§ Pointing entries for named objects:
● ● ● ● ●

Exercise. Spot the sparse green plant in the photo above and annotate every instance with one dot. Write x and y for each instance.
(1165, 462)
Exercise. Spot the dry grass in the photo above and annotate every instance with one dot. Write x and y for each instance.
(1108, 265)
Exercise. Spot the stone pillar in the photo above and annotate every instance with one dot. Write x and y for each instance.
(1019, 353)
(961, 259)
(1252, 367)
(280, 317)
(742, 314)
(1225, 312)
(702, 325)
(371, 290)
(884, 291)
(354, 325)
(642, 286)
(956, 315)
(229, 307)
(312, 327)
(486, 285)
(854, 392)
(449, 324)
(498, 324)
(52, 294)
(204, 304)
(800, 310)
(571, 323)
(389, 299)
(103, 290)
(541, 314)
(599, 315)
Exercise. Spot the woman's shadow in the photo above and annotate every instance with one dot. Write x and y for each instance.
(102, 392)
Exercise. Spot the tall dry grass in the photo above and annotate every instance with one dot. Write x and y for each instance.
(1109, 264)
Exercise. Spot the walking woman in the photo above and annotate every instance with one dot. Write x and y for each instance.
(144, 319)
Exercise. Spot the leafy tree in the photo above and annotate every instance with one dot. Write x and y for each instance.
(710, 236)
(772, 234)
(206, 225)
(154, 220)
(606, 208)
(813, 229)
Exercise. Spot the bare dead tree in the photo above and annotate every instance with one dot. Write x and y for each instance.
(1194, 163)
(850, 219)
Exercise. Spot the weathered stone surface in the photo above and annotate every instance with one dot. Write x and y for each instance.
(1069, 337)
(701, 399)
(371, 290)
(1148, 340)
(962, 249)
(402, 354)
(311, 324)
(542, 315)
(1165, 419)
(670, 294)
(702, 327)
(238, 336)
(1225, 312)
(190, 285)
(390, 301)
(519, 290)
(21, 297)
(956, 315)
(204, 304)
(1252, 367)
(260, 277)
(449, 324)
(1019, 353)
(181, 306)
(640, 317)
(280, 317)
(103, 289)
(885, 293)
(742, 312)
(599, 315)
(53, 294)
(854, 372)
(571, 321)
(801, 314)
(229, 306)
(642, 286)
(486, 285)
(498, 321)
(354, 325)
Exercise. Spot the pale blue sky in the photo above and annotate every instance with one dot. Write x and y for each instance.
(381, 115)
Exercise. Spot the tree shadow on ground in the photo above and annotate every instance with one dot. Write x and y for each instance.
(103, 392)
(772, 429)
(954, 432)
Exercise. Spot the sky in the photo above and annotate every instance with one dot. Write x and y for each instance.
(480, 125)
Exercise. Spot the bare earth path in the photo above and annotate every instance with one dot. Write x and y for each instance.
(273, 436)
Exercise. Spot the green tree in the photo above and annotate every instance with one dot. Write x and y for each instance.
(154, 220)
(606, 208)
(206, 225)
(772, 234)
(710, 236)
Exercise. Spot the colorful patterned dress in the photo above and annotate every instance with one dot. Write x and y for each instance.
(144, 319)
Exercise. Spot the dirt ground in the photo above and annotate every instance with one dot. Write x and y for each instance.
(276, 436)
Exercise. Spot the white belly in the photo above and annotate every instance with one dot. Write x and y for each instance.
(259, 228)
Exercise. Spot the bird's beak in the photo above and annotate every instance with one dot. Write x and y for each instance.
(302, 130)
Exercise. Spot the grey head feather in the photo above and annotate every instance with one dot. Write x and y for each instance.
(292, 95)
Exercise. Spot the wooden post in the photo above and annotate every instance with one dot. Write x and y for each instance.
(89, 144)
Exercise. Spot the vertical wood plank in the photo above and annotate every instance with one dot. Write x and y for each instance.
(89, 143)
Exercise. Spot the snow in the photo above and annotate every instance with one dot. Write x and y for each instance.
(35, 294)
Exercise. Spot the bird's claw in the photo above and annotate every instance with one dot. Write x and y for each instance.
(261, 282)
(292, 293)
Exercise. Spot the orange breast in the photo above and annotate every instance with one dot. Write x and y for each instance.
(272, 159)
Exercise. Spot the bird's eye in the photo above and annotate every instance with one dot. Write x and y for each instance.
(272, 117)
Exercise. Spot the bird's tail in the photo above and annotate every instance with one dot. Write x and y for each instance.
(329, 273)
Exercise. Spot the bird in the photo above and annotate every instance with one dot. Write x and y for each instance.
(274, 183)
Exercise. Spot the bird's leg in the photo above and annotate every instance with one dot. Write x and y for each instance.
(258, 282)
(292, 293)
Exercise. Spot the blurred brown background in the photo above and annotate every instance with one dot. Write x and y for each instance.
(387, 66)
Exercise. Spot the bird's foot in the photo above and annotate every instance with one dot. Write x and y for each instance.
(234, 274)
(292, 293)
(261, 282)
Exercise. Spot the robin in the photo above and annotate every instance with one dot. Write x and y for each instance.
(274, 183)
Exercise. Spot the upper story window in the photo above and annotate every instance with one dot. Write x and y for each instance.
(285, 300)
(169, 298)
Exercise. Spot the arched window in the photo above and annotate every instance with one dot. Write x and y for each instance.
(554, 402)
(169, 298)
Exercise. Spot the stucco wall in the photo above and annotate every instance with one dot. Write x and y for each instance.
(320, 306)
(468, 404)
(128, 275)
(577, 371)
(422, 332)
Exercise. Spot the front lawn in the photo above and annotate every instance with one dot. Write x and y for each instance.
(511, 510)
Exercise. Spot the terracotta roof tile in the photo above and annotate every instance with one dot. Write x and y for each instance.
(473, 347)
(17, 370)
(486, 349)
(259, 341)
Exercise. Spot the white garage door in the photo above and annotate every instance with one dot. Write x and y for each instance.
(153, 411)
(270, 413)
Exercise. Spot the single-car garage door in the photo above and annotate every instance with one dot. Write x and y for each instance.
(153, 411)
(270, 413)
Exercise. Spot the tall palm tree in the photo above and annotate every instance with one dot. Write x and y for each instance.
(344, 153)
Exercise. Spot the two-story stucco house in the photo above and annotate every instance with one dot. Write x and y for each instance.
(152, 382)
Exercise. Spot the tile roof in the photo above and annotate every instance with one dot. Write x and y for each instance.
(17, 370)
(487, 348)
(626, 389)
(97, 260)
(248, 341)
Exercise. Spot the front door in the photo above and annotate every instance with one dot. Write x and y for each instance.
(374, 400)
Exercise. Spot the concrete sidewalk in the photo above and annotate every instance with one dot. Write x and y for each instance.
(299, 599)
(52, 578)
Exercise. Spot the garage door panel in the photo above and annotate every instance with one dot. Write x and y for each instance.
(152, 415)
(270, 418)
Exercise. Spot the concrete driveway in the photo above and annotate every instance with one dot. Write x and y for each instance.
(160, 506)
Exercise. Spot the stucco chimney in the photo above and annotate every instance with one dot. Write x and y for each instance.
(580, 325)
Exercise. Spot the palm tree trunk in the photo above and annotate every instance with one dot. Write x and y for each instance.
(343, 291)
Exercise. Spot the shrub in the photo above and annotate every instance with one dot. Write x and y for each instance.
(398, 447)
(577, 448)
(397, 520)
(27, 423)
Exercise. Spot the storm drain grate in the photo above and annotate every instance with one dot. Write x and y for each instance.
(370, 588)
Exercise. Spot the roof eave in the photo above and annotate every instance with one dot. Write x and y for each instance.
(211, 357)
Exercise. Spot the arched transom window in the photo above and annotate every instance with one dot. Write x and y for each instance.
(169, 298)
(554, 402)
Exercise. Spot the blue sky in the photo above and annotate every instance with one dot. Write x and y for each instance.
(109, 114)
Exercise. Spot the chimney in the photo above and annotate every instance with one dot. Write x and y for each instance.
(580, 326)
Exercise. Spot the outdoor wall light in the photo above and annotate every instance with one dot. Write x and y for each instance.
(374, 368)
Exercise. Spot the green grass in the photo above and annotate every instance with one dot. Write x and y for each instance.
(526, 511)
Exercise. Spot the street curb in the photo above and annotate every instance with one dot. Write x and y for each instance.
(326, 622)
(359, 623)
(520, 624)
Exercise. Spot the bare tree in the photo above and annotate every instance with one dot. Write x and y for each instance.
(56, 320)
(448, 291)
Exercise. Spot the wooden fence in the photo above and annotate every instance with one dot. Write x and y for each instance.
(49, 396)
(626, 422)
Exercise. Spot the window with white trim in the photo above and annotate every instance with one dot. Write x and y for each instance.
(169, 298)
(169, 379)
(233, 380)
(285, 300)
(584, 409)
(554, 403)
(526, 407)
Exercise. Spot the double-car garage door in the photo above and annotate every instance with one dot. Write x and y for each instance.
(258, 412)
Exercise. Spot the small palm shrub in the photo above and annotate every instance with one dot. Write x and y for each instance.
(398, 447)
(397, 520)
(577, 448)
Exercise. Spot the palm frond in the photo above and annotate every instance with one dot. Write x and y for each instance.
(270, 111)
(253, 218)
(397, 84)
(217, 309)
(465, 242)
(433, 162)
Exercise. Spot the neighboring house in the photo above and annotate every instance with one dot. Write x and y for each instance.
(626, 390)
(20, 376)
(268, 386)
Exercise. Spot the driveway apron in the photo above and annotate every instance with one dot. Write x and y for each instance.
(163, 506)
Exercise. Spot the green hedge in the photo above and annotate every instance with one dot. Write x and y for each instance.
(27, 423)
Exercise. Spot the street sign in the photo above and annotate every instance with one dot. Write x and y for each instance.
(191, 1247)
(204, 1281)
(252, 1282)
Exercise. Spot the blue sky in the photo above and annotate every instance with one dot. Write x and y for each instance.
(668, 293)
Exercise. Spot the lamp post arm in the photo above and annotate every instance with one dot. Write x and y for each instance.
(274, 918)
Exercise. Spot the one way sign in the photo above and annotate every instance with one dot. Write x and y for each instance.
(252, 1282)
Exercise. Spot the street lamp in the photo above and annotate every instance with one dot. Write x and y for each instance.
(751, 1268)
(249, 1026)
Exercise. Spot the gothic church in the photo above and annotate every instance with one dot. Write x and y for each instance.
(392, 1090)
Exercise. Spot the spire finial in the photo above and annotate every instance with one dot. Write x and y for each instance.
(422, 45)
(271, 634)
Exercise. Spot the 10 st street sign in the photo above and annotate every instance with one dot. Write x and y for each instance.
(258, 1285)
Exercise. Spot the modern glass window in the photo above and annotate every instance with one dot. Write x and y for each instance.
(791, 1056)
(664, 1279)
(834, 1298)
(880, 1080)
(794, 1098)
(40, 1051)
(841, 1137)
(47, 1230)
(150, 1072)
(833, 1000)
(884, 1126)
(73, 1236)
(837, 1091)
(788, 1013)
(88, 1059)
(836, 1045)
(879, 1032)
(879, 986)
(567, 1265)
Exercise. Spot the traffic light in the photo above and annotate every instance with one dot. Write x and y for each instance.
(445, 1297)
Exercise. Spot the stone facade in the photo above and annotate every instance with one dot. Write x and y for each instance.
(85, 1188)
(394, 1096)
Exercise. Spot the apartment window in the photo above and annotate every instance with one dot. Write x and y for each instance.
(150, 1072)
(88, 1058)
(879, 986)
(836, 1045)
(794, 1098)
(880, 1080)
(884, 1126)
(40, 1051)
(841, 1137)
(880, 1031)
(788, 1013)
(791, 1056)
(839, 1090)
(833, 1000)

● ● ● ● ●

Copy the material word for word, from its first line down to and including the line that contains "(1108, 265)".

Exercise. Spot the sparse green plant in the photo above and annotate every instance with one dot. Write x and y for each instance.
(1165, 462)
Exercise. Spot the dry grass in the photo above and annotate every instance with one dot. Write x and y for each instance.
(1108, 265)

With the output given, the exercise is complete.